DOCUMENT EXCERPT:
........
HERSHEY, Pa. (WHTM) — Penn State Health Children’s Hospital has a new “Captain” at the helm of their ship.

Captain, a golden retriever, will begin his job working in two outpatient clinics through the clinic’s facility dog program. He will help young patients at the orthopedics and neurophysiology pediatric specialty clinics located at 30 Hope Drive on the Milton S. Hershey Medical Center campus.

Michelle Flynn, a certified child life specialist and Derek Flynn, a physician assistant in the Division of Pediatric Orthopedics, will work closely with Captain as his handlers.

Captain will spend his time helping pediatric patients receiving outpatient orthopedic, physical medicine and rehabilitation and neurophysiology services. He will help distract patients during pin removal procedures, demonstrate casting for bone injuries, help clinical teams with range of motion assessments, help patients learn how electroencephalograms work, and he will be with patients to provide canine companionship and a calming presence.

“I am thrilled to work with Captain and expand our facility dog program,” Michelle Flynn said. “So many patients and families will benefit from Captain’s unique role and skillset.”

Captain was raised and trained by Canine Assistants in Georgia, where he worked with kids at a children’s hospital and outpatient center. Michelle Flynn and Derek Flynn (who aren’t related) traveled to Georgia to meet Captain and learn more about his job.

The Children’s Hospital was the first hospital in Pennsylvania to establish a facility dog program in 2016, when golden retriever Kaia started working. Kaia works in radiology and radiation oncology with her primary handler, Ashley Kane, where she supports patients. Kane is the manager of the Child Life Program.
........
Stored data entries

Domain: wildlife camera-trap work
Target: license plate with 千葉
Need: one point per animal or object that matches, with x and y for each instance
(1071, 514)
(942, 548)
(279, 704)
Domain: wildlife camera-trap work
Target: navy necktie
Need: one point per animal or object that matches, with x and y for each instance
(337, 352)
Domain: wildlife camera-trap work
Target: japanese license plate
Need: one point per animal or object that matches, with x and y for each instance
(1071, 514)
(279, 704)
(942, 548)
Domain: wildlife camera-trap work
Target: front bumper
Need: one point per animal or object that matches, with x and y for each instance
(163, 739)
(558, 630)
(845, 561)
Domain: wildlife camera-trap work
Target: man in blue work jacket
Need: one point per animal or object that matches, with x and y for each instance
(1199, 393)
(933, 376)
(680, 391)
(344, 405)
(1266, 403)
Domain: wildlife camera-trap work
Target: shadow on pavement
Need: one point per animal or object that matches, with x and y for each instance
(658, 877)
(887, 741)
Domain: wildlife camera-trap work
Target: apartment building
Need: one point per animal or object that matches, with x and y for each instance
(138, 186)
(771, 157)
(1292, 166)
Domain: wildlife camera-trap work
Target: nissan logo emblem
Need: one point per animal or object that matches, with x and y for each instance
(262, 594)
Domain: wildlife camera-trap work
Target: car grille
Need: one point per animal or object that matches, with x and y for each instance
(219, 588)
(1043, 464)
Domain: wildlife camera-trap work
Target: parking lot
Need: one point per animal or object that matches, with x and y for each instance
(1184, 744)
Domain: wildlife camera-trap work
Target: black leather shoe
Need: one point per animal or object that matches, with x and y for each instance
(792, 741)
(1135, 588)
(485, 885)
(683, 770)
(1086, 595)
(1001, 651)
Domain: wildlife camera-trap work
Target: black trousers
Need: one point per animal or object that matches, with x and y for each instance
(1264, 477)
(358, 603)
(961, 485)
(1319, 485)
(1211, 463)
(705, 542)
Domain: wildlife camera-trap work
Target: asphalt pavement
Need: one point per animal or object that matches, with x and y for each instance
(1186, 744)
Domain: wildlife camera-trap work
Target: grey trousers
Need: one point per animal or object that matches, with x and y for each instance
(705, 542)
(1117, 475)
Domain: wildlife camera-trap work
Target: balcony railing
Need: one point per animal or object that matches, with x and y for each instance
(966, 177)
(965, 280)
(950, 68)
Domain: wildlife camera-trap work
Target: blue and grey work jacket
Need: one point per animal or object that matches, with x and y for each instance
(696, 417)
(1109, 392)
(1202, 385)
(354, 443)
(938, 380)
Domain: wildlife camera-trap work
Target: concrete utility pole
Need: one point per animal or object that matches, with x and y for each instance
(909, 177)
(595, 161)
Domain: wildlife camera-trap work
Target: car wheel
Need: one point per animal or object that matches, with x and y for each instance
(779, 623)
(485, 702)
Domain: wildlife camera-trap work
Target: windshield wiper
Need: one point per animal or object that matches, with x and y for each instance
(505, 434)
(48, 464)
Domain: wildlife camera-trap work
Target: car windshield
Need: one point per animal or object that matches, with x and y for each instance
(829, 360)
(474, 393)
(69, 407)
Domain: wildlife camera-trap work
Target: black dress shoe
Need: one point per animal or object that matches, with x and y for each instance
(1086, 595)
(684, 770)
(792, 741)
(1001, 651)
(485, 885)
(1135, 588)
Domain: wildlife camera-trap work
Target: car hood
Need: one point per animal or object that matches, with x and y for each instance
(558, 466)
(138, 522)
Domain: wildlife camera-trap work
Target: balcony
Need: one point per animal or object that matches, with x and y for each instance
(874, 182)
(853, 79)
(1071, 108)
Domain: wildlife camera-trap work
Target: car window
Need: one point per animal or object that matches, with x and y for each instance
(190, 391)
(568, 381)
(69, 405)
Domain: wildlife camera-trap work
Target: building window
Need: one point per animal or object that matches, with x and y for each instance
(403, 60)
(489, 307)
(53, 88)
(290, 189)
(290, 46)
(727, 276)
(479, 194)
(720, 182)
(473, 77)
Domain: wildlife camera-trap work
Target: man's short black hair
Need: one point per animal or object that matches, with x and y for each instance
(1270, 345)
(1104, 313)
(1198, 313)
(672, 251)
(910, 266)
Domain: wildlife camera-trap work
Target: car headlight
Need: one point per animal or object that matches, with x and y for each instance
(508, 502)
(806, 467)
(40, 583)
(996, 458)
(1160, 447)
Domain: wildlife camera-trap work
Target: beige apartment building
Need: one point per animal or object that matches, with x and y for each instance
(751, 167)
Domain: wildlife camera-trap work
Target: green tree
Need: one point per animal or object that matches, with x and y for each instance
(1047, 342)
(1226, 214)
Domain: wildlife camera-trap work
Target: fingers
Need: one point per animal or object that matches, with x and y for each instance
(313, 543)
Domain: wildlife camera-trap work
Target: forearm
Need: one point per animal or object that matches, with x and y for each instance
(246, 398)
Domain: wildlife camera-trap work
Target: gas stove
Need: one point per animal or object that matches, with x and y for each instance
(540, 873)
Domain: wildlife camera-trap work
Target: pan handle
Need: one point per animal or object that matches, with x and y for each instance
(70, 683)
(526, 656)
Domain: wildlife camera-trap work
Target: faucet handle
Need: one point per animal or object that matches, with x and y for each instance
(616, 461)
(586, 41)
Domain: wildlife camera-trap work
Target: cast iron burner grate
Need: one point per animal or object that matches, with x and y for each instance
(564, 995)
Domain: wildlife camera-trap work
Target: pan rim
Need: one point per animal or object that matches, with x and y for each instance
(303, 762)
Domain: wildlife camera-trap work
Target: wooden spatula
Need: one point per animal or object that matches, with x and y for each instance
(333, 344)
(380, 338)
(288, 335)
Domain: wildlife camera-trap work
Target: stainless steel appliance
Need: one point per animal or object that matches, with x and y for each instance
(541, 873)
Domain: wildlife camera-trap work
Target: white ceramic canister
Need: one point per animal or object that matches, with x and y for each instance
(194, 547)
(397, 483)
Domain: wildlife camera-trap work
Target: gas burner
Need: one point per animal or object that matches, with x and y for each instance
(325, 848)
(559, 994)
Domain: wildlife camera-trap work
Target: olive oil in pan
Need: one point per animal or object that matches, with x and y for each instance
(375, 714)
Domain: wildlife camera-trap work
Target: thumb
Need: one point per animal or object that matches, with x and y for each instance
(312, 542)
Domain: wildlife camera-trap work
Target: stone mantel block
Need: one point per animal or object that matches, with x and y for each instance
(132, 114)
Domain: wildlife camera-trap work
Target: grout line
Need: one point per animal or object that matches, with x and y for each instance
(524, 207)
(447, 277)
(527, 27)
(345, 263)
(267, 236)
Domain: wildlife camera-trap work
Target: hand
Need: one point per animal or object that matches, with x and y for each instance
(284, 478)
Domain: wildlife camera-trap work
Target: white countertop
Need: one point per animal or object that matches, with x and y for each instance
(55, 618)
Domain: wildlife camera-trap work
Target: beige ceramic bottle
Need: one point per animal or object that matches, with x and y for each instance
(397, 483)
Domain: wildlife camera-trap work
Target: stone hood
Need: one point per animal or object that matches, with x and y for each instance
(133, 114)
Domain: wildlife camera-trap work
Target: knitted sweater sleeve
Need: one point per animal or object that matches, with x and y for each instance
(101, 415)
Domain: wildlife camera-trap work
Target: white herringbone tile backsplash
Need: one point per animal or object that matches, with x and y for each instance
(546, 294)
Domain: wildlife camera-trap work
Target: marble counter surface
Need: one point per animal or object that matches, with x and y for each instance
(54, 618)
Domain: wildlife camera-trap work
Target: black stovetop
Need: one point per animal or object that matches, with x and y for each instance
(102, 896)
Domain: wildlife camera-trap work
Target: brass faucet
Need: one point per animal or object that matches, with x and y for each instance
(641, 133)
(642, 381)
........
TASK A:
Reproduce the part of the news story about Captain, the hospital's facility dog, starting at "Captain, a golden" and ending at "as his handlers.".
TASK B:
Answer these questions using the news story about Captain, the hospital's facility dog:
(i) Which organization raised and trained Captain, and in what state?
(ii) In what year did the Children's Hospital set up its facility dog program?
(iii) Who is Kaia's primary handler?
TASK C:
Extend the news story about Captain, the hospital's facility dog, picking up after its last sentence.

EXPECTED OUTPUT A:
Captain, a golden retriever, will begin his job working in two outpatient clinics through the clinic’s facility dog program. He will help young patients at the orthopedics and neurophysiology pediatric specialty clinics located at 30 Hope Drive on the Milton S. Hershey Medical Center campus.

Michelle Flynn, a certified child life specialist and Derek Flynn, a physician assistant in the Division of Pediatric Orthopedics, will work closely with Captain as his handlers.

EXPECTED OUTPUT B:
(i) Canine Assistants, in Georgia.
(ii) 2016.
(iii) Ashley Kane.

EXPECTED OUTPUT C:
Pilot, a black golden retriever, joined the team in 2021. Pilot tends to patients in the Pediatric Surgical Care Unit and Pediatric Intensive Care Unit with his primary handler, Stacy Gloudemans.

All the dogs are full time employees who spend 40 hours a week on the job. They do receive downtime, naps, and walks.

The facility dog program is separate from the Pet Therapy program, but both are very important to the patients at the hospital. Facility dogs have extensive training in the health care environment and learn specific tasks to help children cope with major and minor procedures. Pet Therapy dogs offer companionship.

Donors to Penn State Health Children’s Hospital, including PetSmart, Spirit of Children, H&S Industrial’s “Hope in the Air” Gala and individual donor contributions.

It is sustained by ongoing funding from the Kelso Facility Dog Endowment, which was established by an anonymous donor in honor of their dog, a Belgian Malinois named Kelso.